From the entries below, reproduce exactly the line containing "example = [(319, 159)]", the line containing "example = [(618, 74)]", and every line in between, with nothing added.

Photo-based referring expression data:
┏━━
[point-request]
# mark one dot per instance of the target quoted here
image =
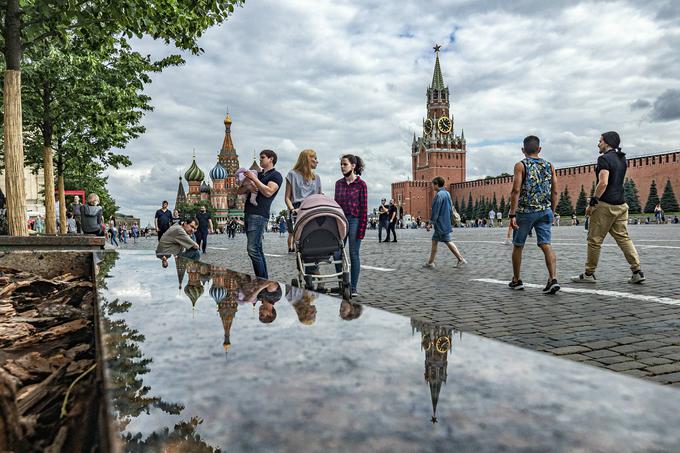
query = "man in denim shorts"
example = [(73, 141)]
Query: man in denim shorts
[(532, 204)]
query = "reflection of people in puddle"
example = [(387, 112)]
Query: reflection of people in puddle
[(164, 259), (303, 303), (269, 295), (350, 310)]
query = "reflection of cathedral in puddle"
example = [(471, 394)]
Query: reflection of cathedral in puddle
[(224, 290), (436, 341)]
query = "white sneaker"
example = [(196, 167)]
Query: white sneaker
[(584, 278)]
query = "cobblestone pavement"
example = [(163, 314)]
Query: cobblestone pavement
[(634, 329)]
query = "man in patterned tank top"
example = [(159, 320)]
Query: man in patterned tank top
[(532, 205)]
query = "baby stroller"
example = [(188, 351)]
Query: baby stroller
[(319, 233)]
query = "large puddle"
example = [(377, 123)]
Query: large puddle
[(195, 362)]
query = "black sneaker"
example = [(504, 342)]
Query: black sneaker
[(552, 287), (516, 285), (637, 278)]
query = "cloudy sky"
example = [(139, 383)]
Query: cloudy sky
[(350, 76)]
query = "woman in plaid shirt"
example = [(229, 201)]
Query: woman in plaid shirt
[(352, 196)]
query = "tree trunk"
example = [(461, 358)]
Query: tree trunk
[(50, 211), (14, 156), (14, 145), (62, 204)]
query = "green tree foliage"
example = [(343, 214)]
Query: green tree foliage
[(652, 199), (668, 201), (632, 196), (564, 206), (581, 202)]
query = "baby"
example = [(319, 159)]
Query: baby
[(247, 183)]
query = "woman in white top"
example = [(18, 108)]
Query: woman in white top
[(301, 182)]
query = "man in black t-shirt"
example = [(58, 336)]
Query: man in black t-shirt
[(163, 219), (268, 182), (383, 218), (608, 210), (392, 222), (204, 227)]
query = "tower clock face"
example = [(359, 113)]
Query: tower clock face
[(428, 126), (444, 125)]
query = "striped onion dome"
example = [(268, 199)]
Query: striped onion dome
[(218, 172), (194, 173), (193, 292), (218, 293)]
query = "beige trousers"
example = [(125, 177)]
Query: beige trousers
[(612, 219)]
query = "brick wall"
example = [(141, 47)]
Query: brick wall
[(642, 170)]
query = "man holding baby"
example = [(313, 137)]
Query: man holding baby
[(266, 184)]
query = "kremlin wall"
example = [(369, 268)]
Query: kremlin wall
[(642, 170), (440, 152)]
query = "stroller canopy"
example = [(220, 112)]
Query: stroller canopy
[(316, 206)]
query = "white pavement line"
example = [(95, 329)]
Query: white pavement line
[(600, 292), (380, 269)]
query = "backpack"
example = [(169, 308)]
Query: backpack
[(455, 217)]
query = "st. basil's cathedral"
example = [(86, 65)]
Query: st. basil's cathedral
[(221, 194)]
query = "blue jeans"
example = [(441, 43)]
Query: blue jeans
[(382, 225), (354, 246), (255, 227), (202, 239)]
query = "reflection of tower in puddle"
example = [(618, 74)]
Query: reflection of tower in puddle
[(194, 286), (436, 341), (223, 291)]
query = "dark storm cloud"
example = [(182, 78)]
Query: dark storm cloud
[(666, 106), (352, 77), (640, 104)]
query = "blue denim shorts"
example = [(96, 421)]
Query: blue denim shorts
[(540, 221), (441, 237)]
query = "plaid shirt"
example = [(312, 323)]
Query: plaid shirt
[(353, 199)]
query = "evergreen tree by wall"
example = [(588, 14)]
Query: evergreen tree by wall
[(581, 202), (632, 196), (564, 206), (653, 198), (668, 201)]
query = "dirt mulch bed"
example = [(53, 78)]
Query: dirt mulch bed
[(47, 347)]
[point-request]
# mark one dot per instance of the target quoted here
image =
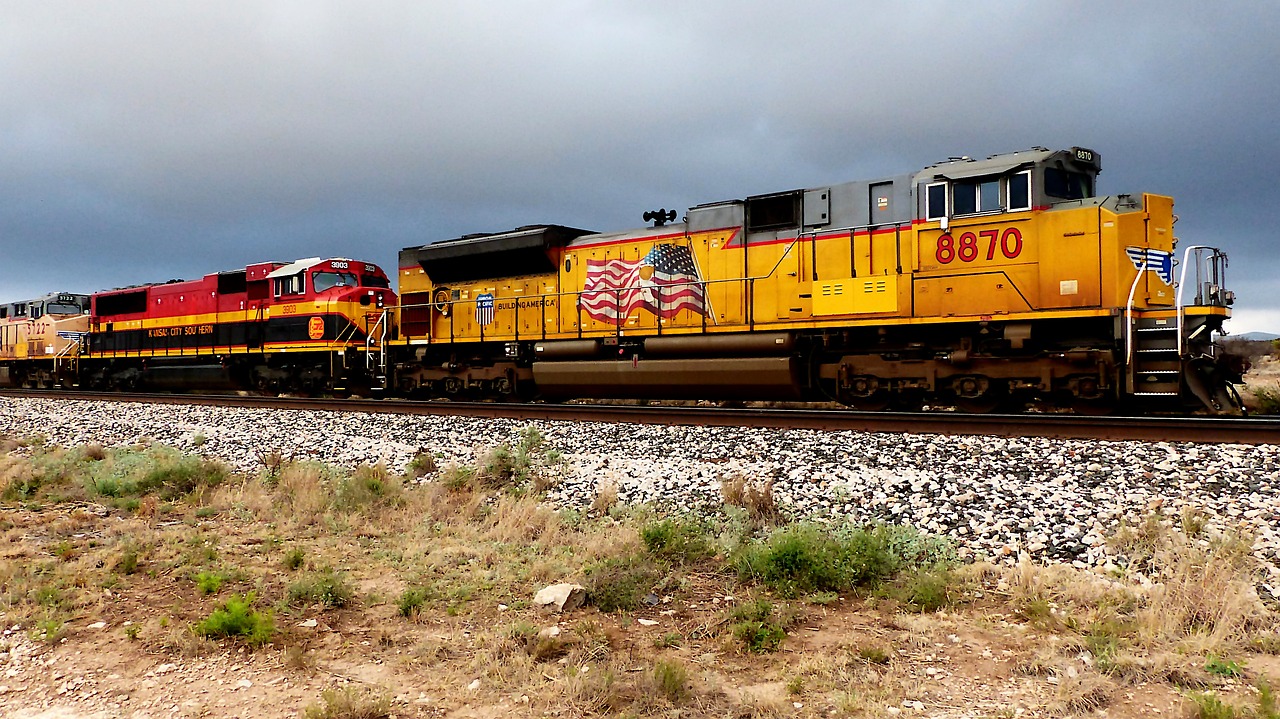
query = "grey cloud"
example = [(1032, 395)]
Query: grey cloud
[(176, 138)]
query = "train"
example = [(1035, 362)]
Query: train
[(984, 285)]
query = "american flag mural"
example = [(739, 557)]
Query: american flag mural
[(1159, 261), (663, 282)]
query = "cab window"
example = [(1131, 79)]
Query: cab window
[(291, 284), (328, 280), (936, 201), (977, 196), (1020, 191), (1066, 184)]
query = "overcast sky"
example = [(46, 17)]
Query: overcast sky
[(142, 141)]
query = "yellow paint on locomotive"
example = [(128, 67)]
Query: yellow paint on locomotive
[(1064, 261)]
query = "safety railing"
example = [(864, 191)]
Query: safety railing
[(1210, 278), (379, 330)]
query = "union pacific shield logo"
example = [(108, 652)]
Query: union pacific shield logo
[(1157, 261), (484, 308)]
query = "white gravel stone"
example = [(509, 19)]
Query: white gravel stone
[(1055, 500)]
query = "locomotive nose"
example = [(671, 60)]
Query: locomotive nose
[(371, 297)]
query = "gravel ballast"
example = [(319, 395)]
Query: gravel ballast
[(1054, 500)]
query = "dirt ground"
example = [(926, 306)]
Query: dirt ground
[(977, 660)]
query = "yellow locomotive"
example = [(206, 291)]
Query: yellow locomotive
[(41, 339), (978, 283)]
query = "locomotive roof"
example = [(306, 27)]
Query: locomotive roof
[(964, 168), (295, 268)]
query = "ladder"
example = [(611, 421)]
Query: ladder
[(375, 349), (1156, 363)]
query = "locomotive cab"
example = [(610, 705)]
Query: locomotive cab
[(40, 339), (1008, 183)]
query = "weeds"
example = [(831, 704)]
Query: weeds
[(755, 627), (237, 618), (618, 582), (1207, 705), (411, 601), (755, 498), (807, 558), (210, 582), (421, 465), (1267, 399), (682, 540), (350, 704), (325, 587), (671, 679), (295, 558)]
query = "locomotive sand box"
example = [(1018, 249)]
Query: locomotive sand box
[(987, 284)]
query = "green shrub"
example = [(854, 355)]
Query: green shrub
[(927, 589), (1208, 706), (755, 626), (325, 587), (808, 558), (179, 476), (1267, 399), (671, 678), (618, 582), (1224, 668), (681, 540), (350, 704), (128, 560), (209, 582), (421, 465), (237, 618), (368, 486), (49, 631), (295, 558), (874, 654), (411, 601)]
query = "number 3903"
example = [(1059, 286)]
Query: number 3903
[(970, 246)]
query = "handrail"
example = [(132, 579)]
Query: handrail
[(1128, 315), (382, 342), (1178, 292)]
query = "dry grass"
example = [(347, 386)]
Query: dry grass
[(471, 549), (606, 497), (757, 498), (1083, 692)]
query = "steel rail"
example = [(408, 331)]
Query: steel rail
[(1205, 430)]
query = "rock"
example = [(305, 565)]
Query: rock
[(561, 598)]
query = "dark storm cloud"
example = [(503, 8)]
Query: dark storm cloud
[(144, 141)]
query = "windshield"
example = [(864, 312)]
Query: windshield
[(328, 280), (1066, 184)]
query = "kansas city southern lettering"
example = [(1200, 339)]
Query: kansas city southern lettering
[(188, 330)]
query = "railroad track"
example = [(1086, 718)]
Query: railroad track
[(1210, 430)]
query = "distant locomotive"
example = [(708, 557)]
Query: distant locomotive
[(978, 284), (272, 326)]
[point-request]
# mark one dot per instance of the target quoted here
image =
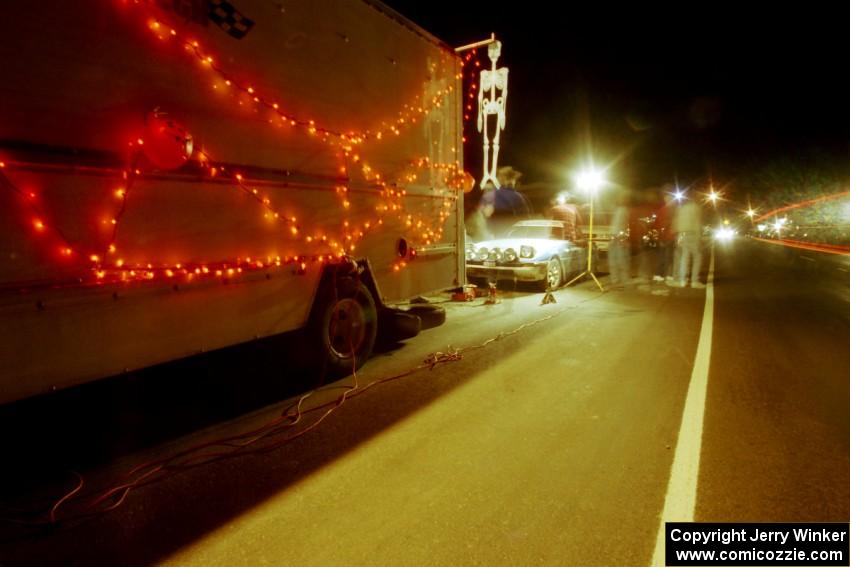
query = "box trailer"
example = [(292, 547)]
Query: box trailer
[(183, 175)]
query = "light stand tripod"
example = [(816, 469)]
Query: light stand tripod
[(589, 270)]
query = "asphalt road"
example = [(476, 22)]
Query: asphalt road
[(551, 445)]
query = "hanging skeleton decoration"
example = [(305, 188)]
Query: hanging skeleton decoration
[(495, 82)]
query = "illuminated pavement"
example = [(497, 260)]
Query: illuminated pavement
[(549, 446)]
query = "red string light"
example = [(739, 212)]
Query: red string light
[(107, 266)]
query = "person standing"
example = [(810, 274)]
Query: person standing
[(619, 248), (687, 225), (666, 243)]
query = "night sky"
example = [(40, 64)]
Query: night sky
[(683, 93)]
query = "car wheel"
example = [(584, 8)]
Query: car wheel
[(344, 326), (554, 275)]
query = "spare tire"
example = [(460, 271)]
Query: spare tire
[(430, 315), (395, 325)]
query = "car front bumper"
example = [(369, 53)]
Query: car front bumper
[(523, 273)]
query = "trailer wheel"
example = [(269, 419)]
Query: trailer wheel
[(345, 326)]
┗━━
| ANSWER SECTION |
example = [(319, 159)]
Query: baby
[(247, 183)]
query = "woman in white top"
example = [(18, 108)]
Query: woman in white top
[(301, 182)]
query = "man in black t-shirt"
example = [(58, 336)]
Query: man in black t-shirt
[(163, 219), (268, 182), (383, 218), (608, 210), (392, 222), (204, 227)]
query = "tower clock face"
example = [(359, 113)]
Query: tower clock face
[(428, 126), (444, 125)]
query = "striped onion dome"
example = [(268, 199)]
Query: striped onion dome
[(218, 172), (194, 173), (193, 292), (218, 293)]
query = "beige trousers"
example = [(125, 177)]
Query: beige trousers
[(612, 219)]
query = "brick wall"
example = [(141, 47)]
Query: brick wall
[(642, 170)]
query = "man holding baby"
example = [(313, 137)]
Query: man holding baby
[(266, 184)]
query = "kremlin wall"
example = [(369, 268)]
Query: kremlin wall
[(642, 170), (440, 152)]
query = "stroller canopy"
example = [(220, 112)]
Query: stroller canopy
[(316, 206)]
query = "white pavement line"
example = [(95, 329)]
Query: white pavement line
[(600, 292), (380, 269)]
query = "backpack"
example = [(169, 308)]
Query: backpack
[(455, 217)]
query = "st. basil's cathedral"
example = [(86, 65)]
Query: st. basil's cathedral
[(221, 194)]
query = "blue jeans"
example = [(441, 43)]
Query: blue jeans
[(382, 225), (354, 246), (255, 227), (202, 239)]
query = "reflection of tower in puddle"
example = [(618, 74)]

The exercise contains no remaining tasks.